**Consigne 1**:
Relevez chaque ligne des données qui contient le mot "window".

Comment as-tu planifié cette année sabbatique et quel a été ton itinéraire ?

Ah, là on aborde un thème assez délicat… La planification, ce n’était pas vraiment notre fort, à mes deux compagnons de voyage et moi ! On a bien essayé pourtant, mais comment prévoir tout notre itinéraire pendant un an ? Impossible, ça allait être beaucoup trop limitant. On voulait se laisser la possibilité de tout changer du jour au lendemain si ça n’allait pas, ou de rester longtemps dans un endroit où l’on se sentait bien.

En fait, la planification a surtout été pour nous de choisir la date de départ et celle de retour, ainsi que le continent à visiter. Et là, notre choix s’est très vite orienté vers l’Amérique du Sud, avec un départ le plus tôt et un retour le plus tard !

**Données sources**:

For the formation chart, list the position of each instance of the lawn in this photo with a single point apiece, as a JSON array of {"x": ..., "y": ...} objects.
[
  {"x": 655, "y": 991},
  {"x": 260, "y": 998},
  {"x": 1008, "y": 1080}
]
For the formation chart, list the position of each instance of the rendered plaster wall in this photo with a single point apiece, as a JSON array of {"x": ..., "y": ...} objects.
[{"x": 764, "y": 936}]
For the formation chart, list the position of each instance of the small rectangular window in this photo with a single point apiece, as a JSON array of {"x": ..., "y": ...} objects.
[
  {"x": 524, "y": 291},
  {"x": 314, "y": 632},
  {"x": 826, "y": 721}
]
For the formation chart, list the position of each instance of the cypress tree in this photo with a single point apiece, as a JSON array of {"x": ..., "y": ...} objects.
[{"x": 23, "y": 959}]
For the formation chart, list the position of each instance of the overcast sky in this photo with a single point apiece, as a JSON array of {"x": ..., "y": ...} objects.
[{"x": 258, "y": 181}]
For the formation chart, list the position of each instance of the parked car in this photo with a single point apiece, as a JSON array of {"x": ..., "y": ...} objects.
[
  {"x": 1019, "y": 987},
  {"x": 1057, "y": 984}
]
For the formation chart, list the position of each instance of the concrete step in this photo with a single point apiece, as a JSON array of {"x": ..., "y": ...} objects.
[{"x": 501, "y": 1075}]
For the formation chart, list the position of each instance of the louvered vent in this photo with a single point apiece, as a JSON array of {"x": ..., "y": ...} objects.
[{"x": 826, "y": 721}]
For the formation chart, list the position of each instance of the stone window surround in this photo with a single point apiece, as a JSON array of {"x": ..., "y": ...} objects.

---

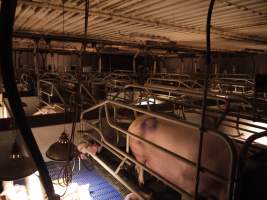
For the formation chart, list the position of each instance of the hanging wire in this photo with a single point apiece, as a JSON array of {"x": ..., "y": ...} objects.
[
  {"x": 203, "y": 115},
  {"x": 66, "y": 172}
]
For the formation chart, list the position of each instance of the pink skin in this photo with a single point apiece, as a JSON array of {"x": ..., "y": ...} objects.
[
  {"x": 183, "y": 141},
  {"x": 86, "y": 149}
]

**Consigne 2**:
Reprenez le passage du texte sur l’année sabbatique depuis "En fait, la" jusqu’à "le plus tard !" inclus, en y remplaçant "Amérique du Sud" par "Asie du Sud-Est".

**Solution 1**:
For the formation chart, list the position of each instance of the small rectangular window in this photo with a single point apiece, as a JSON array of {"x": ..., "y": ...} objects.
For the formation chart, list the position of each instance of the stone window surround in this photo with a single point apiece, as a JSON array of {"x": ..., "y": ...} objects.

**Solution 2**:
En fait, la planification a surtout été pour nous de choisir la date de départ et celle de retour, ainsi que le continent à visiter. Et là, notre choix s’est très vite orienté vers l’Asie du Sud-Est, avec un départ le plus tôt et un retour le plus tard !